Passage provided>
Looking for the Unexpected: Unbiased Image Analysis

Anne Carpenter

So you already know how to put together an image analysis pipeline to measure particular phenotypes of interest? Great!

Have you ever considered looking for the unexpected? Say you are comparing two treatment conditions, such as a negative control vs. a hormone treatment. You may have in mind phenotypes to measure, so you use CellProfiler to accurately The
quantify them. But did you realize you could also measure everything you can from the images and let the data tell you what distinguishes your two conditions?

Here at the Broad Institute’s Imaging Platform, our informal motto is “Measure everything, ask questions later”. We took this approach in the original CellProfiler paper. We wanted to measure translocation, but on a whim measured many more parameters. We uncovered an unexpected change in nuclear morphology! In a subsequent paper, we outlined a CellProfiler-friendly protocol for taking this systematic approach for finding differences between two sets of samples (e.g., negative control vs. treatment).

We are taking this a step further in experiments involving patients with psychiatric disease, where the molecular pathways involved are murky and therapies are desperately needed. Taking groups of patients with and without a disorder, we are measuring everything we can about the cells and let the data tell us what distinguishes them.

Now, is this approach literally “unbiased”? Well, no: you’ve selected a specific cell type, set of stains, timepoint, imaging conditions, and so on, so you will only detect morphological changes visible under those conditions. And, you need to choose which cellular regions to identify (segment) in the images (unless you go for deep learning – more on that in future posts!) Further, you can add as many Measure modules as you like, but you won’t be adding an infinite number and even if you did, these would not fully capture every bit of information in images.

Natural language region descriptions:
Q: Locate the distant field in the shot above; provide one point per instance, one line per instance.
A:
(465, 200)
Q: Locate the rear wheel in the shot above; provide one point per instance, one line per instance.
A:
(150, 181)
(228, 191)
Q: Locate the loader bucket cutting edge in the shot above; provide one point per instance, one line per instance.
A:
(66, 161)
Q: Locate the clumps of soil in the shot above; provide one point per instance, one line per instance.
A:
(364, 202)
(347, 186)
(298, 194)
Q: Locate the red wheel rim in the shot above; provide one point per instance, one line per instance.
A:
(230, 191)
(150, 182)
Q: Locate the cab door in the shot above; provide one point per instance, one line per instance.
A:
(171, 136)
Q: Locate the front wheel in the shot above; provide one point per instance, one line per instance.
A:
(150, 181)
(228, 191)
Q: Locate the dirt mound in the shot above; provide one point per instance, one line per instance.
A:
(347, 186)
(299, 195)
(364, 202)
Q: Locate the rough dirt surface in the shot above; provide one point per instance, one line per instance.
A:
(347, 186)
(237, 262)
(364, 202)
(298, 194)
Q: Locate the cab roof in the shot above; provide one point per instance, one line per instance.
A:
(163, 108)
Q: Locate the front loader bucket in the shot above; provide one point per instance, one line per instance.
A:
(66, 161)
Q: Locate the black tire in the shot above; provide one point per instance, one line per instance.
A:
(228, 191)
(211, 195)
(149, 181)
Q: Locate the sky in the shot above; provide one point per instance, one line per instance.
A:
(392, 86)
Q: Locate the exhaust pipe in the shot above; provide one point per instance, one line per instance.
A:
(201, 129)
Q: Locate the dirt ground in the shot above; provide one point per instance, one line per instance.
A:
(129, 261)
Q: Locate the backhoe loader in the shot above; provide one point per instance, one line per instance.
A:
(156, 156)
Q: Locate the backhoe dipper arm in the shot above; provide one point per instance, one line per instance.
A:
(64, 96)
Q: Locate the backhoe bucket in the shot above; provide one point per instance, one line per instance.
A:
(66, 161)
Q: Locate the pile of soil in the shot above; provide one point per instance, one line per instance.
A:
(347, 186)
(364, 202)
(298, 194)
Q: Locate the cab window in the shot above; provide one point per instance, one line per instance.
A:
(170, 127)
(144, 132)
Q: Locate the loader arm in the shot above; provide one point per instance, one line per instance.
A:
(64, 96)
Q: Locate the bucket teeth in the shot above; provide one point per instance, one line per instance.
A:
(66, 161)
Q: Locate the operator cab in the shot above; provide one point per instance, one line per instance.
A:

...

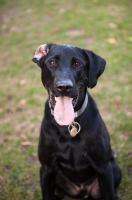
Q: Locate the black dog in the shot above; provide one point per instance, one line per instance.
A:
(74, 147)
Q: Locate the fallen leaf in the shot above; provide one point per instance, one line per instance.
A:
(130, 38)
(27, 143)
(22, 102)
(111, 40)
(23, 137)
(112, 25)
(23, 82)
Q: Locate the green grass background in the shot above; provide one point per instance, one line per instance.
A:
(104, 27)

Tasks to carry out>
a) Reproduce the stretch of the post on unbiased image analysis from "Have you ever" through "control vs. treatment)." word for word.
b) According to the post on unbiased image analysis, what is the informal motto of the Broad Institute's Imaging Platform?

Answers to the exercise>
a)
Have you ever considered looking for the unexpected? Say you are comparing two treatment conditions, such as a negative control vs. a hormone treatment. You may have in mind phenotypes to measure, so you use CellProfiler to accurately The
quantify them. But did you realize you could also measure everything you can from the images and let the data tell you what distinguishes your two conditions?

Here at the Broad Institute’s Imaging Platform, our informal motto is “Measure everything, ask questions later”. We took this approach in the original CellProfiler paper. We wanted to measure translocation, but on a whim measured many more parameters. We uncovered an unexpected change in nuclear morphology! In a subsequent paper, we outlined a CellProfiler-friendly protocol for taking this systematic approach for finding differences between two sets of samples (e.g., negative control vs. treatment).

b) "Measure everything, ask questions later."